==== Exercise data
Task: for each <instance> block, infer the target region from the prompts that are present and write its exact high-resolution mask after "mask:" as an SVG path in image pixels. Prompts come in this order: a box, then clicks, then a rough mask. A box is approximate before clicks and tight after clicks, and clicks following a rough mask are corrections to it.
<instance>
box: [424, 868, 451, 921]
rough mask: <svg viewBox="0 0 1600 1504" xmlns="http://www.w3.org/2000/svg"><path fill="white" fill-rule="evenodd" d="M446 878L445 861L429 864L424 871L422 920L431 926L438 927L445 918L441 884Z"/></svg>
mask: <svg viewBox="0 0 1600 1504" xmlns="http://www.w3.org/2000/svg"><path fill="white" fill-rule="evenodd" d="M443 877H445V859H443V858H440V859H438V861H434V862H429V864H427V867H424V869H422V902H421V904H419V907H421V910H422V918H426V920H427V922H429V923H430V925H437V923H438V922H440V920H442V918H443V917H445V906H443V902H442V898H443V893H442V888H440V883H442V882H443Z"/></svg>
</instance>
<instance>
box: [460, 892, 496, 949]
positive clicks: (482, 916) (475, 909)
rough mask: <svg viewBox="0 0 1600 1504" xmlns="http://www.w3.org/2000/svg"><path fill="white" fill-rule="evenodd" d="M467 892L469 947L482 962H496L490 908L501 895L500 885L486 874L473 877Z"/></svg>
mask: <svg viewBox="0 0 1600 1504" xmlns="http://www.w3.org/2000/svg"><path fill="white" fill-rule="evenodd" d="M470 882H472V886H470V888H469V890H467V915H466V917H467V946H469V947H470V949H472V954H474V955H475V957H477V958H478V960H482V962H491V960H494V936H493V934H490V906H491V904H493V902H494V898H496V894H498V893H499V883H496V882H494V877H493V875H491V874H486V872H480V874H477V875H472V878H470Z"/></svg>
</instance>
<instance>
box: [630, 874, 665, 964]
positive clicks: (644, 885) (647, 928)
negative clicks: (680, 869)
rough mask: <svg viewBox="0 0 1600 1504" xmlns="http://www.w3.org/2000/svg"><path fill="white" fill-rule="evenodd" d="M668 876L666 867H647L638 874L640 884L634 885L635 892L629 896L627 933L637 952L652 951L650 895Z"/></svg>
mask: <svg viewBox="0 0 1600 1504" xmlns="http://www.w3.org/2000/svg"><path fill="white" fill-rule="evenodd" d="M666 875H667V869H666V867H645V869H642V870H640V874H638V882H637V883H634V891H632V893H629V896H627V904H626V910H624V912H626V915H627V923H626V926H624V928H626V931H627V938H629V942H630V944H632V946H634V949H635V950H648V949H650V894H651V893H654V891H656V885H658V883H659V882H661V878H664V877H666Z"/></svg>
========
Aim of the exercise - Each line in the data that holds the string "positive" needs to be copied.

Result of this task -
positive clicks: (482, 916) (475, 909)
positive clicks: (644, 885) (647, 928)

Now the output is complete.